The expected output is each line below containing "toilet", copied in full.

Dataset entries
——
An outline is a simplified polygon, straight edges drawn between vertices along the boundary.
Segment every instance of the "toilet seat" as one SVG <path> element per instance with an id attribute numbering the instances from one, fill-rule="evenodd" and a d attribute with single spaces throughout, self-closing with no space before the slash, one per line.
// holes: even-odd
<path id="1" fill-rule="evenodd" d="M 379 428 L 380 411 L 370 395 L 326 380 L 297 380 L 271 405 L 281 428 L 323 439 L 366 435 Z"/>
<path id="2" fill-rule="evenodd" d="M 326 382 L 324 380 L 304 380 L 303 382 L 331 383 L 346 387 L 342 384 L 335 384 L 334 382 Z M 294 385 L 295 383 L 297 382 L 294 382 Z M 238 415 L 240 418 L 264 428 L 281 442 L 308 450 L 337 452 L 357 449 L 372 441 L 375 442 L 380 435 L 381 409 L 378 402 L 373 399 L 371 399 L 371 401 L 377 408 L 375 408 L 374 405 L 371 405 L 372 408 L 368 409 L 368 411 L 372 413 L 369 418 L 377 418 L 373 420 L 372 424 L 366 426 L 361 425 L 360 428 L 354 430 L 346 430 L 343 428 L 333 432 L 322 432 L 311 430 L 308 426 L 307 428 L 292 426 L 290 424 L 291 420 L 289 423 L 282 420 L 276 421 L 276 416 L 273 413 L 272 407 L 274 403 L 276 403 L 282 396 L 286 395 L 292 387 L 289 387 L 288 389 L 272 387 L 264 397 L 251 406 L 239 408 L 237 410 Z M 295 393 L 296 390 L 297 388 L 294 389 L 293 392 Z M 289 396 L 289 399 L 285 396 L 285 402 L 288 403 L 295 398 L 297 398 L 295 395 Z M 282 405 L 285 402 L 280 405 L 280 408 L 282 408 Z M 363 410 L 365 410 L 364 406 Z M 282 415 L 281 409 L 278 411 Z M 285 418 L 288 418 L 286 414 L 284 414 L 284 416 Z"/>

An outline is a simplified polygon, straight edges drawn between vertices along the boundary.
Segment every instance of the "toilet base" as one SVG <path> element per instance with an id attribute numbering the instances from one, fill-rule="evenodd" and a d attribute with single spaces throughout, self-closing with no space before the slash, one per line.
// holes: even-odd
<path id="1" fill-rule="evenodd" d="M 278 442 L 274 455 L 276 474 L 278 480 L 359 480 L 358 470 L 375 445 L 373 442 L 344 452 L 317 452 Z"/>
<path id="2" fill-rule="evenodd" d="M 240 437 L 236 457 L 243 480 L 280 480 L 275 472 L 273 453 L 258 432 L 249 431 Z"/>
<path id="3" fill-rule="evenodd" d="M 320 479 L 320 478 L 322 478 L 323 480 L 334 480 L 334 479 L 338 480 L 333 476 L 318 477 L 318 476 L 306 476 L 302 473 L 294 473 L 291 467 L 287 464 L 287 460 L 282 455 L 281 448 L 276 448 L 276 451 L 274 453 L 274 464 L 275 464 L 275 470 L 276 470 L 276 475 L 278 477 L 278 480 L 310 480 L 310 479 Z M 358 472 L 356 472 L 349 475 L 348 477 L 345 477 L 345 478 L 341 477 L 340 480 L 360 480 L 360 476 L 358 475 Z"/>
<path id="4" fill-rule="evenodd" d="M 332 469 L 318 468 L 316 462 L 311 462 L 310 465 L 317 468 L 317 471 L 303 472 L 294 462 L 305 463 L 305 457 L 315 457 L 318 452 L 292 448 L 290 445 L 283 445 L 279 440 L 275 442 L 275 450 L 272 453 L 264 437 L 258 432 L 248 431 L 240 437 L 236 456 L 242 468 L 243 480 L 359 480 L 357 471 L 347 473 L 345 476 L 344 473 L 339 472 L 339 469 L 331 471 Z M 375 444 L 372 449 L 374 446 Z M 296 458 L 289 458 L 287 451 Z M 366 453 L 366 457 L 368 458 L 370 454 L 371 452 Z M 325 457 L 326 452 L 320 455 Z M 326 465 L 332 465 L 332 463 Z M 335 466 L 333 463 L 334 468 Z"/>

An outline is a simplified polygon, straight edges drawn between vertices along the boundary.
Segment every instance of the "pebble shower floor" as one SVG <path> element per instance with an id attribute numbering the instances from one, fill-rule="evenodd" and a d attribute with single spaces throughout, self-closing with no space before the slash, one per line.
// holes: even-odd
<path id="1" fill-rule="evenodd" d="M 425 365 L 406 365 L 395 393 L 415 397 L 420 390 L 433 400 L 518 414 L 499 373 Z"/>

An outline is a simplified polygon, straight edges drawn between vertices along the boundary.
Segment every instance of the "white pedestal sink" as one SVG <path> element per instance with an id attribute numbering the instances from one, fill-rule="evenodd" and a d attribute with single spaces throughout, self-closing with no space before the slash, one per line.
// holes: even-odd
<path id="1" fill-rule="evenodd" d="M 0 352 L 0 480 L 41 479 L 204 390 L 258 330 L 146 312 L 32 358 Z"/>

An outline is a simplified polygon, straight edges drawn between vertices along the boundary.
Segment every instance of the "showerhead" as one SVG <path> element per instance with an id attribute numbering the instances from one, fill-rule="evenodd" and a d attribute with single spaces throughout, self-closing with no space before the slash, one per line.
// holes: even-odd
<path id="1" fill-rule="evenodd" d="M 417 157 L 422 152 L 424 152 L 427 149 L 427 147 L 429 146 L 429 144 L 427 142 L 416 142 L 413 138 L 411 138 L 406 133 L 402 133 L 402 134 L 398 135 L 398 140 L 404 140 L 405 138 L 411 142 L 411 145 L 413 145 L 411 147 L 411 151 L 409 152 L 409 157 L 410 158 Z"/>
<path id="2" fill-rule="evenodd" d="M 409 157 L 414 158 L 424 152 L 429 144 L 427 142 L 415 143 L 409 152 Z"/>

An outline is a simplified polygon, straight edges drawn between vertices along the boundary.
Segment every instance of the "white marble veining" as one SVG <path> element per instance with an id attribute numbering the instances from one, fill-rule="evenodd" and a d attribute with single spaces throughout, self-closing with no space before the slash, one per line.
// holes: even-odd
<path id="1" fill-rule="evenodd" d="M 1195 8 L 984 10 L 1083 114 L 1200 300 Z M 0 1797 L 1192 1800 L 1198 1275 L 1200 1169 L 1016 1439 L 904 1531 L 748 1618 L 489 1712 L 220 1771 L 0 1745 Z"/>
——
**Answer to this exercise**
Segment every instance of the "toilet seat" as one SVG <path> element per instance with an id attribute numbering the instances from one, fill-rule="evenodd" and a d attribute with single spaces throughout, self-closing with no space before the slash, one per line.
Segment every instance of the "toilet base" as one SVG <path> element per instance with an id attribute numbering the instances from one, fill-rule="evenodd" and a d attribute with single spaces throughout, self-closing with no space before the slash, one per line.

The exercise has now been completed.